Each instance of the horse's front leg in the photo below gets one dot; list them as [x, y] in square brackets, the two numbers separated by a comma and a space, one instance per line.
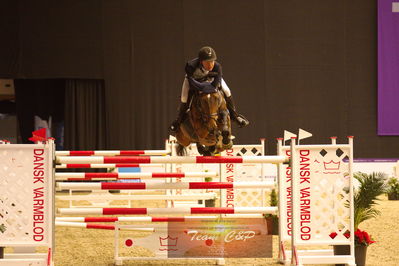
[226, 131]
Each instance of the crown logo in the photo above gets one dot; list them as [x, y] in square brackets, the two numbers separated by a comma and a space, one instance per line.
[331, 165]
[168, 243]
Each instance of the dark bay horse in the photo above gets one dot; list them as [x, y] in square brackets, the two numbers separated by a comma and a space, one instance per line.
[207, 124]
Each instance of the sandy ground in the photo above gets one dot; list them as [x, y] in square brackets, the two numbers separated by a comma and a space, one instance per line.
[77, 246]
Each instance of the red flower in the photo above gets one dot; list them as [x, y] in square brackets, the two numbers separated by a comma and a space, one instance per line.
[361, 237]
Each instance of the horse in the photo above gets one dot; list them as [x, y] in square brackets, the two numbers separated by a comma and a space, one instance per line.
[207, 124]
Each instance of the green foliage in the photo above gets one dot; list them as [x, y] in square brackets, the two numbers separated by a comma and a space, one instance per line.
[366, 196]
[393, 186]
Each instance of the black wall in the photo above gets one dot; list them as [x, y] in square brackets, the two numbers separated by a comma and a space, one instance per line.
[290, 64]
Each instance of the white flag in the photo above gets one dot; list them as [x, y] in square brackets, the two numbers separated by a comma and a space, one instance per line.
[288, 135]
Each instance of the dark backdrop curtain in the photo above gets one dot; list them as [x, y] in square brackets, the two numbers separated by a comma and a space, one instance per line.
[84, 115]
[290, 64]
[38, 97]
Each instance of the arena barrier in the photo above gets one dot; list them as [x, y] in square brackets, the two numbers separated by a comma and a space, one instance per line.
[313, 193]
[27, 203]
[329, 171]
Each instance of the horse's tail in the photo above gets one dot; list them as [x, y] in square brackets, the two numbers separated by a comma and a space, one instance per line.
[181, 150]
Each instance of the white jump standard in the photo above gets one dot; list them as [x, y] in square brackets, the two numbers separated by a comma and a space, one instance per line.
[163, 185]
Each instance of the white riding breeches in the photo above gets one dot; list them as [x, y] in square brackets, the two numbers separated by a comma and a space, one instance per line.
[186, 87]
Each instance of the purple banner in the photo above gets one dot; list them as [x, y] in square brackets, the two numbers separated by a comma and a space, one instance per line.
[388, 67]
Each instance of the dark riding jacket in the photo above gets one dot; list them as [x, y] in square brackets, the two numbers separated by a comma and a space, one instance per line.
[202, 80]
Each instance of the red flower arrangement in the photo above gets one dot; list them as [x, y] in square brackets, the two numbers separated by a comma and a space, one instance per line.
[362, 238]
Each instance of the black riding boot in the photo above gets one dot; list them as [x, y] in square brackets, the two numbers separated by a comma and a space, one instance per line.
[180, 117]
[239, 119]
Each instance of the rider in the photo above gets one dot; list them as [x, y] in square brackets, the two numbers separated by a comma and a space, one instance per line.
[205, 73]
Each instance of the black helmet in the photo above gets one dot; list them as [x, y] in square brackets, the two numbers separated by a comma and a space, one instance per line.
[207, 53]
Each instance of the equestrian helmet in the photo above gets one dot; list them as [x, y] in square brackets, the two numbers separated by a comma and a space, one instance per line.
[207, 53]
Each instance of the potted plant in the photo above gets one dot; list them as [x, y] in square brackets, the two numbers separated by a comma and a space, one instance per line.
[365, 198]
[393, 189]
[272, 219]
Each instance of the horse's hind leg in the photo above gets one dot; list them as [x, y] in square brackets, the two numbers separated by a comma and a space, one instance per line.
[227, 143]
[203, 150]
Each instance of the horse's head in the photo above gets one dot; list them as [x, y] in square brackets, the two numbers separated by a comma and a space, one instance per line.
[208, 109]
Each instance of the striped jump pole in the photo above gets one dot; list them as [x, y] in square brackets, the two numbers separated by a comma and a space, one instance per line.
[142, 175]
[170, 159]
[178, 210]
[155, 219]
[109, 165]
[101, 226]
[192, 196]
[112, 153]
[163, 185]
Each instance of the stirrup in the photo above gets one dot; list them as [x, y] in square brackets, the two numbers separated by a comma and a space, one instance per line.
[242, 121]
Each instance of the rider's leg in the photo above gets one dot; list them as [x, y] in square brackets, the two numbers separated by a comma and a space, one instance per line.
[182, 110]
[239, 119]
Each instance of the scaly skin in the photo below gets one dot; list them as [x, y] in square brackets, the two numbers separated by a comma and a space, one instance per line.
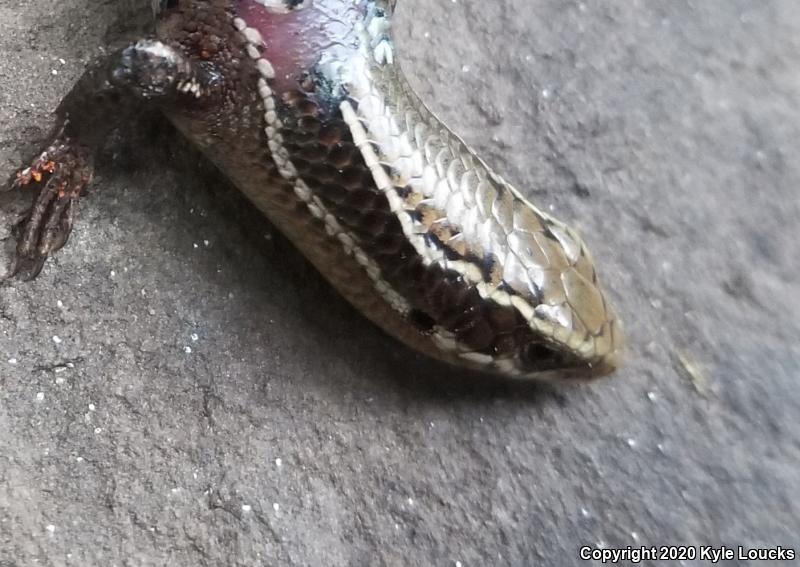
[304, 107]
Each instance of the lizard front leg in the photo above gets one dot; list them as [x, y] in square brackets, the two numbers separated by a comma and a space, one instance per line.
[145, 74]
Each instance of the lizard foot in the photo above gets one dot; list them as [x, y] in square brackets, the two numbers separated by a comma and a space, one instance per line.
[57, 175]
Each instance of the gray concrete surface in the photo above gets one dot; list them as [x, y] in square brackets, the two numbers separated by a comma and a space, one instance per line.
[180, 388]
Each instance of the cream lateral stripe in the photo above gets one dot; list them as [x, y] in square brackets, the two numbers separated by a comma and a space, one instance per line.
[371, 109]
[288, 171]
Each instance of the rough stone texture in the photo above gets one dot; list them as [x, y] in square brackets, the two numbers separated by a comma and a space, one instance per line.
[294, 433]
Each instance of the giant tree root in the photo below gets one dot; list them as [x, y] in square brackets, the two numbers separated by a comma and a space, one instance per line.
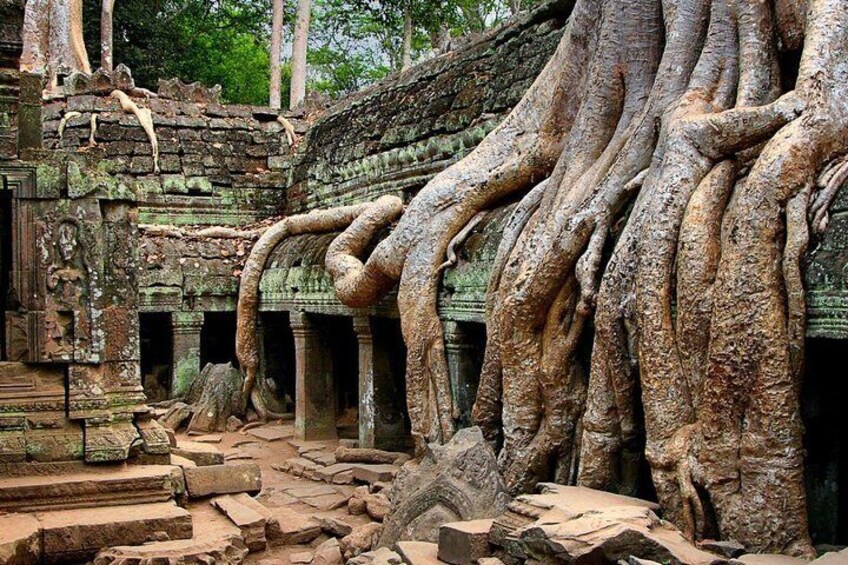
[680, 170]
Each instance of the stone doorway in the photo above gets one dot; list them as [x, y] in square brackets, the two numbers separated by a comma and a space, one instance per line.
[156, 354]
[826, 440]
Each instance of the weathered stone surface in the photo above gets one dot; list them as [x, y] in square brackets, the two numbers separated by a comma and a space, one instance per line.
[363, 538]
[365, 455]
[419, 552]
[249, 521]
[575, 524]
[455, 482]
[201, 453]
[374, 473]
[271, 433]
[463, 543]
[295, 528]
[225, 550]
[90, 486]
[20, 539]
[223, 479]
[70, 535]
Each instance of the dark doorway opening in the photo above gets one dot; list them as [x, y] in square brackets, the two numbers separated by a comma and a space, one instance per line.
[6, 250]
[218, 339]
[826, 441]
[156, 350]
[279, 359]
[340, 340]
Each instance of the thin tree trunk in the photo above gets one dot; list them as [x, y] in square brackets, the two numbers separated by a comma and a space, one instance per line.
[276, 52]
[106, 62]
[406, 51]
[299, 48]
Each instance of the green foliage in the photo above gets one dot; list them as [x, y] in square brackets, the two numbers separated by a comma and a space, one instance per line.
[352, 43]
[212, 41]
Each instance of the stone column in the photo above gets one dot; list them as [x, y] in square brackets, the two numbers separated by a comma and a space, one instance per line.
[315, 402]
[463, 369]
[381, 421]
[185, 330]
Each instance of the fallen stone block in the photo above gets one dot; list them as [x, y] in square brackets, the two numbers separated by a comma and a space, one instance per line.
[370, 474]
[769, 559]
[271, 433]
[328, 553]
[463, 543]
[202, 454]
[367, 455]
[225, 550]
[295, 528]
[333, 526]
[418, 552]
[77, 535]
[223, 479]
[249, 522]
[363, 538]
[20, 539]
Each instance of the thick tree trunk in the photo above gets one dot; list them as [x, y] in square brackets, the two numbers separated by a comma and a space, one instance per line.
[299, 50]
[659, 132]
[106, 62]
[52, 38]
[276, 52]
[406, 47]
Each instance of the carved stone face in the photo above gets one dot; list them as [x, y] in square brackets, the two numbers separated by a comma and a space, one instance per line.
[68, 241]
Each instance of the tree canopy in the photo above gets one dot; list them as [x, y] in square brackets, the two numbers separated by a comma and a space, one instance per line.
[352, 42]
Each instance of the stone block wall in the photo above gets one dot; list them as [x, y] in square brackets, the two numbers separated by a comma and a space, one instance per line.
[214, 160]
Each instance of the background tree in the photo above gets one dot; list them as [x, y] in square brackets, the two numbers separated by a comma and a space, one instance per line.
[276, 52]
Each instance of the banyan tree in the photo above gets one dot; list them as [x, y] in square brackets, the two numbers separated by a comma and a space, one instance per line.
[671, 163]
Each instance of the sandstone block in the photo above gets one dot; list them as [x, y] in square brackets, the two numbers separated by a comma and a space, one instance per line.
[418, 552]
[201, 453]
[223, 479]
[77, 535]
[463, 543]
[20, 539]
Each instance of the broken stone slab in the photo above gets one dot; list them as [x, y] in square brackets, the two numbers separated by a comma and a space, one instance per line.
[726, 548]
[333, 526]
[768, 559]
[463, 543]
[182, 461]
[328, 553]
[374, 473]
[201, 453]
[832, 558]
[271, 433]
[77, 535]
[223, 479]
[225, 550]
[87, 486]
[606, 534]
[272, 525]
[453, 482]
[418, 552]
[338, 473]
[368, 455]
[295, 528]
[249, 522]
[363, 538]
[20, 539]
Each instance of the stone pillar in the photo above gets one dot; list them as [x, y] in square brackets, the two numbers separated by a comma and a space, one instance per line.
[463, 369]
[315, 395]
[381, 416]
[185, 328]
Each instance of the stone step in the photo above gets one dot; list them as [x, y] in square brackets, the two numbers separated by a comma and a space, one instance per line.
[225, 550]
[79, 534]
[85, 487]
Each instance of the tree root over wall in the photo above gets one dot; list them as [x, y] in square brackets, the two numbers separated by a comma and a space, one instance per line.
[670, 154]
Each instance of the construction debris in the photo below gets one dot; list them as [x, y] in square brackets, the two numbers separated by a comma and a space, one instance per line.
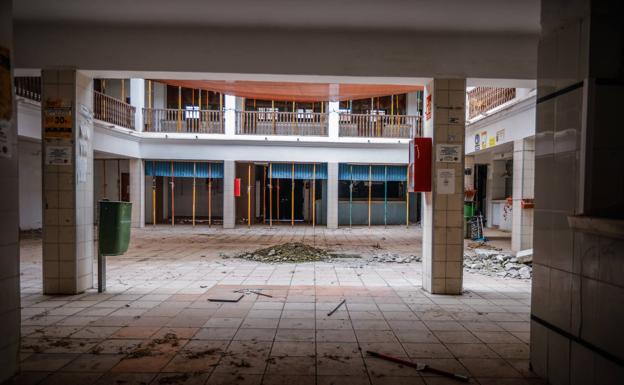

^^^^

◆ **Requirements**:
Show every line of the data above that contains the string "wall", matching case exactly.

◆ **Correct result**:
Each instance of the black wall in the photo above gets one dot; list them as [x, y] in square brackets, the two numbers separated by a comma and a space, one instance per line.
Each instance of the stone block wall in the photo above gets one dot; list them as [x, y] in square brackets, the two numbers separated by a comma and a space, one instance per line.
Each instance of the tree root over wall in the photo above gets one dot; list them as [x, y] in square brackets, the two numbers separated by a comma and a space, one instance per line.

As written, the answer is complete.